-- BEGIN --
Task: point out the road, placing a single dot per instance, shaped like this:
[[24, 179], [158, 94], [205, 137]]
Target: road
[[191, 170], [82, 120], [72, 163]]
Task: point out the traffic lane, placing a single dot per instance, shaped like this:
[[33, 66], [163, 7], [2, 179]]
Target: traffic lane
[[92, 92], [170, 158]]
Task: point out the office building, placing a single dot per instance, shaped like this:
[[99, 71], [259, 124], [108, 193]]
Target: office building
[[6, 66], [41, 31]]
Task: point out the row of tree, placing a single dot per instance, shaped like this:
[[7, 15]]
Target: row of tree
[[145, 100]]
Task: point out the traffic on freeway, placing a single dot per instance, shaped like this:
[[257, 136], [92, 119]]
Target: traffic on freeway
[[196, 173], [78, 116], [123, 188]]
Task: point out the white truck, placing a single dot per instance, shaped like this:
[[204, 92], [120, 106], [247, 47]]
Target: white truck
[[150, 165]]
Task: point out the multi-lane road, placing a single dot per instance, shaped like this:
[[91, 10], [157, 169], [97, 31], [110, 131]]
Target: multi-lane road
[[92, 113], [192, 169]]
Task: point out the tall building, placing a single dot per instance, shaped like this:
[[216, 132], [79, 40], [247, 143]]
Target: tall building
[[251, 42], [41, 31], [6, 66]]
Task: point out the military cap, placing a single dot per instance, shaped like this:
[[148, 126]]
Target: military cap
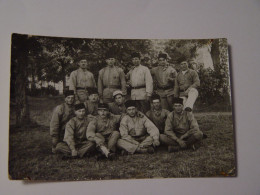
-- END --
__THE EXERCISE__:
Transcribe all of the material above line for line, without changing a character. Leave out the picture.

__EXERCISE OUTPUT__:
Task: point out the road, placing a single dot per instance, shaped like this:
[[24, 179], [158, 94], [205, 137]]
Target: road
[[191, 170], [82, 120], [72, 163]]
Task: point out the traffic lane, placing a single dot per instance, shaped like this:
[[33, 66], [163, 7], [2, 179]]
Target: traffic lane
[[92, 92], [170, 158]]
Task: point out the office building, placing a single dot per instance, shaped like this:
[[99, 71], [259, 124], [108, 193]]
Target: office building
[[6, 66], [41, 31]]
Task: point out the row of tree, placing a single dot per instance, shaped like this:
[[7, 15]]
Target: row of tree
[[145, 100]]
Task: point out the traffic on freeway, placing a single dot per instance, shaped like this:
[[257, 136], [92, 119]]
Target: traffic on freeway
[[196, 173], [78, 116], [123, 188]]
Task: point out the white truck, placing a single dot per instance, shaped like this:
[[204, 92], [120, 106], [247, 47]]
Target: white truck
[[150, 165]]
Task: point out the multi-lane road, placing a single dot per instance, shaped like this:
[[91, 10], [157, 169], [97, 31], [110, 131]]
Target: multi-lane road
[[92, 113], [192, 169]]
Task: point out the tall building, placing a single dot per instance, shaped like this:
[[216, 132], [79, 40], [247, 143]]
Target: tall building
[[251, 42], [41, 31], [6, 66]]
Task: point out the military cap, placing a single dot per instance, shaped like this:
[[148, 126]]
Target: military cap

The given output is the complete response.